▶ **Exercise requirements**
Reproduce the lines below verbatim, leaving out any picture.

Start of Data provided

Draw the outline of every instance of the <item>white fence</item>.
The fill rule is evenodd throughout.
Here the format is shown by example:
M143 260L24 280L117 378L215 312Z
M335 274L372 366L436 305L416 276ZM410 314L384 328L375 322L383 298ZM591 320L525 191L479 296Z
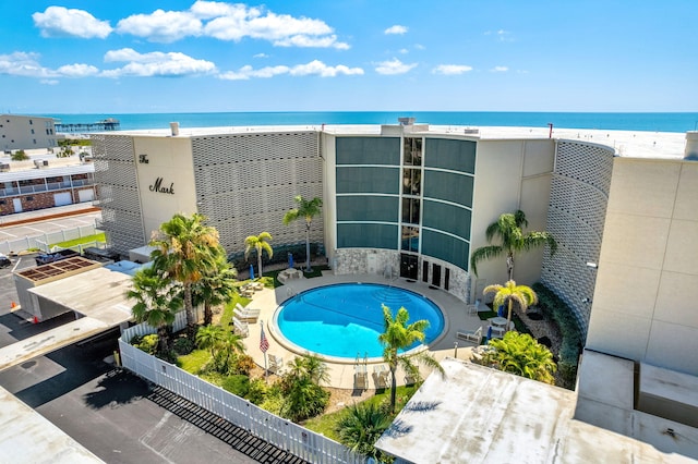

End of Data provided

▶ **The reply**
Draw the outline of every instance of the <item>white fence</item>.
The fill rule is evenodd throughout.
Here the format is shown by example:
M143 260L24 280L117 378L215 312Z
M335 274L372 366L436 305L416 276ZM410 314L384 328L375 322L383 298ZM591 320L525 191L479 296Z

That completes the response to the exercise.